From the records below, give back unchanged every line from the one containing "In this photo, where can the black handle" through the one containing "[1029, 306]", with both of those lines included.
....
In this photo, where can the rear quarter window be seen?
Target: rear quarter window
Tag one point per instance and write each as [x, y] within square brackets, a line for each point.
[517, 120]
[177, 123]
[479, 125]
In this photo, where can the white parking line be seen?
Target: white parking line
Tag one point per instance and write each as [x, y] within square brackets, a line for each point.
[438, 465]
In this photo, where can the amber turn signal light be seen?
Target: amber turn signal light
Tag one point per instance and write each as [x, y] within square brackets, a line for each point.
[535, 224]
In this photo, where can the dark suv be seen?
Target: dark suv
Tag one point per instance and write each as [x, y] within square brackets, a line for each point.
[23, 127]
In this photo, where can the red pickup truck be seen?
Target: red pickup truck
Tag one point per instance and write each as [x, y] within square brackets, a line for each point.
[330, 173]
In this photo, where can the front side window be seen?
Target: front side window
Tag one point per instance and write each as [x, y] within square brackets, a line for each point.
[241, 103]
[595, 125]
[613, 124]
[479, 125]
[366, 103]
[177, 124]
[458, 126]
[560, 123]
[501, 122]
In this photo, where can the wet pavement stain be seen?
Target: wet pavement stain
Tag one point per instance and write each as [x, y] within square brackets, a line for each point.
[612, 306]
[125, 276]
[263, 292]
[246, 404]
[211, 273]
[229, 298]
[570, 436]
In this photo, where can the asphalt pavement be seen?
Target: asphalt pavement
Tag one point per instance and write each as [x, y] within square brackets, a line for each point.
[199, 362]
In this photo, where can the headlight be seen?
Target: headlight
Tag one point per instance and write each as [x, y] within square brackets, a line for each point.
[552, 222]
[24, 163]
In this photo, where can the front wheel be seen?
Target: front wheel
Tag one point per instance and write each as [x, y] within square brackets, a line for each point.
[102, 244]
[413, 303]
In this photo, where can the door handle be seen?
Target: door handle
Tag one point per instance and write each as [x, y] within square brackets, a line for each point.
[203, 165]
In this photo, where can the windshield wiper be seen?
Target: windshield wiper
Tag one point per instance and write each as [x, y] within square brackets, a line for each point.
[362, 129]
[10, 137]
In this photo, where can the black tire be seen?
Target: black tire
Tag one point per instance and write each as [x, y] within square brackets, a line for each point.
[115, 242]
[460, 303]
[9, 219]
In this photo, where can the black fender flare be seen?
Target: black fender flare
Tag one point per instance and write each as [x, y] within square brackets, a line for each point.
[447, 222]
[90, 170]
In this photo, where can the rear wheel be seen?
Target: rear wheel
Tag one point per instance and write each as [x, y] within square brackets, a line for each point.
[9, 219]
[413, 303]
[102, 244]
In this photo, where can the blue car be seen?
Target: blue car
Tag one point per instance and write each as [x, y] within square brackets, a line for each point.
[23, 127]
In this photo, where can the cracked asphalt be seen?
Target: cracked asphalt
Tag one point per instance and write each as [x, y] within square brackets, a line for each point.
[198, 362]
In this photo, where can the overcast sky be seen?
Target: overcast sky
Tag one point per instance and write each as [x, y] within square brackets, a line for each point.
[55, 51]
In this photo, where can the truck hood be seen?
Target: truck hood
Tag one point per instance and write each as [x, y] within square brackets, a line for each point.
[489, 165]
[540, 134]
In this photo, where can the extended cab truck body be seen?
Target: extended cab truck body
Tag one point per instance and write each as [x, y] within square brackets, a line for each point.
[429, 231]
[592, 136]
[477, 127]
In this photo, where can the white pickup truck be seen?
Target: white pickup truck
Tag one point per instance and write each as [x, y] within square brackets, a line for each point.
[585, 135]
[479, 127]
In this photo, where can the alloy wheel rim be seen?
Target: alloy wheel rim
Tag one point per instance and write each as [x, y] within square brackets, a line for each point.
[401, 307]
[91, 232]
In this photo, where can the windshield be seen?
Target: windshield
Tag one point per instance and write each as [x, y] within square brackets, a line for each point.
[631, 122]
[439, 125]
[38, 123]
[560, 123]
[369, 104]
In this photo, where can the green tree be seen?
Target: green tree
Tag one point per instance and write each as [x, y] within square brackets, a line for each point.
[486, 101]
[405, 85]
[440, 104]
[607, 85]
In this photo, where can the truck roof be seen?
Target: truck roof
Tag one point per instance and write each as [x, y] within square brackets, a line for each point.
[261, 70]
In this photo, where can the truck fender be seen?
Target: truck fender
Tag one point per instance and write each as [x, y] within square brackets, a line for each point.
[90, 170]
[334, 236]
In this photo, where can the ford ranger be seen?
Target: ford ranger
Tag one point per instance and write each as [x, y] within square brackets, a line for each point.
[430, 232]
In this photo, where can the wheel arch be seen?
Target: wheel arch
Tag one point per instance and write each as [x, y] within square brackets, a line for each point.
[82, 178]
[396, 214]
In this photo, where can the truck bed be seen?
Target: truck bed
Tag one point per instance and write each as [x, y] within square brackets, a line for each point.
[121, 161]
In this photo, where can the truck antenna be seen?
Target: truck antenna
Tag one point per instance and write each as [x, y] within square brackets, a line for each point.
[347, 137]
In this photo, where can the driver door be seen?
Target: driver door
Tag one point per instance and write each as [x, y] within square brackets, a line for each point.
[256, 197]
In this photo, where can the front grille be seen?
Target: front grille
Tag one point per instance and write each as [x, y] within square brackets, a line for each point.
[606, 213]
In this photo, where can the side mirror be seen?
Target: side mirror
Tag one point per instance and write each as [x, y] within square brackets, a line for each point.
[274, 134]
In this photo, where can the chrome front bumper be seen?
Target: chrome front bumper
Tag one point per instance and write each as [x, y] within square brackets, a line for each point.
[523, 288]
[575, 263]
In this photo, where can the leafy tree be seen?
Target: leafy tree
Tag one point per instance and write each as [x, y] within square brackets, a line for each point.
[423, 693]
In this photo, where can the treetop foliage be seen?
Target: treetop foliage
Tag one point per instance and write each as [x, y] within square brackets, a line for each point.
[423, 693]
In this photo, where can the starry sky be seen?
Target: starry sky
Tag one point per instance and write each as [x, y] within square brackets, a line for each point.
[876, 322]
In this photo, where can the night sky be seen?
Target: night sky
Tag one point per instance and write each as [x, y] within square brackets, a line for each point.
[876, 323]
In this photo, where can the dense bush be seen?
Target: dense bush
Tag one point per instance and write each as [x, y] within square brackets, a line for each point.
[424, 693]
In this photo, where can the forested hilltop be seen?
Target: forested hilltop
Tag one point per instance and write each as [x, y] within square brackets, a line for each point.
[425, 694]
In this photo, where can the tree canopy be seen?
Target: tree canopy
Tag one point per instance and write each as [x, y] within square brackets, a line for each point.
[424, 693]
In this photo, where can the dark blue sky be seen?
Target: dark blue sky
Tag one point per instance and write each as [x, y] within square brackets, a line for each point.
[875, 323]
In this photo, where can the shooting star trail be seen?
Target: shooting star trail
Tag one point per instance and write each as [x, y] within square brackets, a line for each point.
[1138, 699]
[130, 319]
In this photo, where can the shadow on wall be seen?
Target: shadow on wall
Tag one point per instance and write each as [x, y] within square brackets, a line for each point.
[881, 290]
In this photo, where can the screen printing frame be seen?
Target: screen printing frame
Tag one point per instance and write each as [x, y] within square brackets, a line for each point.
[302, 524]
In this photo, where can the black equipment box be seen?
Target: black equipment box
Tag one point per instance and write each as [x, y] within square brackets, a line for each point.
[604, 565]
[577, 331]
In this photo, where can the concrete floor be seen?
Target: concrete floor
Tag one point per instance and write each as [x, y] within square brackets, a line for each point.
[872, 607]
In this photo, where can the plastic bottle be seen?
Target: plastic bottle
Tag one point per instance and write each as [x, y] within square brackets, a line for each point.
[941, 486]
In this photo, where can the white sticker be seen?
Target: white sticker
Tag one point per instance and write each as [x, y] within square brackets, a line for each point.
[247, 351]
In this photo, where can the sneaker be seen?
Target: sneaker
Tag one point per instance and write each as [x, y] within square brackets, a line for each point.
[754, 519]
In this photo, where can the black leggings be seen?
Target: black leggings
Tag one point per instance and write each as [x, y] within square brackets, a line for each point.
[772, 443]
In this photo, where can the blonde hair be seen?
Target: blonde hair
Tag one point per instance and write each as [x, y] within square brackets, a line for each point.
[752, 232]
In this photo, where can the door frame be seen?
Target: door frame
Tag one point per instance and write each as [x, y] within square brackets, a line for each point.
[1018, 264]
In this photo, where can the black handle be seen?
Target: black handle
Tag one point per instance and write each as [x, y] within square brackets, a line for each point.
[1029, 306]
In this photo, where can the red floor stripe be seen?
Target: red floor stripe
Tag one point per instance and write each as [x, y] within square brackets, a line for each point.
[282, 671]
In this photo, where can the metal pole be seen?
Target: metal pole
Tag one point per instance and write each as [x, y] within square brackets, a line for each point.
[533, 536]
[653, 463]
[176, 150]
....
SOLUTION TO THE EXERCISE:
In this photo, where can the black handle be seen?
Target: black handle
Tag one point per instance and write each as [x, y] within square brackets, a line for each point.
[1029, 306]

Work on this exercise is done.